##### Supplied entries #####

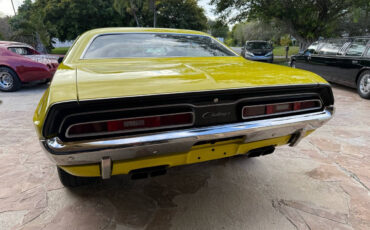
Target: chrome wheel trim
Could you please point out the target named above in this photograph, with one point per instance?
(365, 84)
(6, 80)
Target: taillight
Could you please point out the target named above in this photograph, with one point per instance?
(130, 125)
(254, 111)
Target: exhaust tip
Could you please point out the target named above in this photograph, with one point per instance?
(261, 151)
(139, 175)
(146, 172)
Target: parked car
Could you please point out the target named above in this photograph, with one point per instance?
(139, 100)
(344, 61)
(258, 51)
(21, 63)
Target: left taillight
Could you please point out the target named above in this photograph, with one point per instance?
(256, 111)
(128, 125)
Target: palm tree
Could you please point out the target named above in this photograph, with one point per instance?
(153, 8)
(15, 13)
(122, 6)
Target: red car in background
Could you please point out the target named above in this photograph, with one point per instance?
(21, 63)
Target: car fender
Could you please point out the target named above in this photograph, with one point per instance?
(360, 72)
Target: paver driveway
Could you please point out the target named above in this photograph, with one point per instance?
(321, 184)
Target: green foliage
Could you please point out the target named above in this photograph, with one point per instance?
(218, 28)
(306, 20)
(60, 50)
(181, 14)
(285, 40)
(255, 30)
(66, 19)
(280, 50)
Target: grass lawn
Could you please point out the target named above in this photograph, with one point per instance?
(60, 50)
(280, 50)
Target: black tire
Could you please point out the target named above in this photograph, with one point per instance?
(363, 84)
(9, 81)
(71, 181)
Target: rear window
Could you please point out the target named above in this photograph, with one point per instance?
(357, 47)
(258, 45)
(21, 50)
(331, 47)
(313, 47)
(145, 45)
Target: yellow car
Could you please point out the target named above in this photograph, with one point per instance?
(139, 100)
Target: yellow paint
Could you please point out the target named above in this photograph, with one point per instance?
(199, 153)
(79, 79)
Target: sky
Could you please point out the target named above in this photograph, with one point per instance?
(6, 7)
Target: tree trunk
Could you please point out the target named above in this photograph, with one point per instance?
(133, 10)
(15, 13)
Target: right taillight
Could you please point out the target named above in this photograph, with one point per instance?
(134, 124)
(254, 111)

#####

What you should do: Render the lines above as a Markdown table with the columns Row and Line, numbering each line and skipping any blank lines. Leave the pictures out.

Result for this task:
| Row | Line |
|---|---|
| 1 | Target: chrome wheel trim |
| 2 | Could you please point out the target named above in this photograph, with one point per instance? |
| 3 | (365, 84) |
| 4 | (6, 80) |
| 5 | Target: taillight |
| 6 | Could you please point out the target named above in this photograph, with one point per instance? |
| 7 | (130, 125) |
| 8 | (254, 111) |
| 9 | Target: exhaust tip |
| 10 | Could you please point out the target named above in this photograph, with one point per instance? |
| 11 | (261, 151) |
| 12 | (139, 175) |
| 13 | (146, 172) |
| 14 | Target: parked car |
| 15 | Could you please point out the target named above in this photograph, with one point per instance? |
| 16 | (139, 100) |
| 17 | (344, 61) |
| 18 | (258, 51) |
| 19 | (21, 63) |
| 20 | Target: left taillight |
| 21 | Could you please point out the target named above in this photograph, with one point per instance? |
| 22 | (256, 111) |
| 23 | (128, 125) |
| 24 | Target: palm tree |
| 25 | Could you please point out the target named above in this photograph, with one point per instance? |
| 26 | (153, 8) |
| 27 | (15, 13) |
| 28 | (122, 6) |
| 29 | Target: red car in background |
| 30 | Could you please point out the target named above in this photograph, with one point per instance? |
| 31 | (21, 63) |
| 32 | Target: car fender |
| 33 | Could you please point out the target named above in this photograph, with one point per instance? |
| 34 | (360, 72) |
| 35 | Target: paver driveway |
| 36 | Could you please point out the target named above in this photograph, with one point per instance? |
| 37 | (321, 184) |
| 38 | Target: green foliage |
| 39 | Could you please point out the target named above in this photograph, with one point per instance? |
| 40 | (218, 28) |
| 41 | (306, 20) |
| 42 | (60, 50) |
| 43 | (181, 14) |
| 44 | (285, 40) |
| 45 | (255, 30) |
| 46 | (66, 19) |
| 47 | (280, 50) |
| 48 | Target: grass lawn |
| 49 | Could you please point out the target named above in this photograph, with one point per instance? |
| 50 | (60, 50) |
| 51 | (280, 50) |
| 52 | Target: black tire |
| 53 | Could you please point out the target named above in this photograph, with one point per instance? |
| 54 | (363, 84) |
| 55 | (9, 81) |
| 56 | (71, 181) |
| 57 | Target: rear window |
| 58 | Could you please point out the target named above in this photograph, with one point per instance? |
| 59 | (357, 47) |
| 60 | (258, 45) |
| 61 | (21, 50) |
| 62 | (331, 47) |
| 63 | (313, 47) |
| 64 | (145, 45) |
| 65 | Target: yellow car |
| 66 | Could you please point out the target named above in this photograph, with one point per instance? |
| 67 | (139, 100) |
| 68 | Target: yellow paint |
| 69 | Could you please point out the target named above in this photograph, with one point per instance? |
| 70 | (199, 153) |
| 71 | (79, 79) |
| 72 | Target: sky |
| 73 | Could you please point out the target named above in this photograph, with one point per instance? |
| 74 | (6, 7) |
| 75 | Target: tree trunk |
| 76 | Could you please point out the target named above in this photograph, with one point per instance? |
| 77 | (133, 10) |
| 78 | (15, 13) |
| 79 | Target: right taillight |
| 80 | Could you please point out the target named above in this photograph, with one point per instance? |
| 81 | (134, 124) |
| 82 | (254, 111) |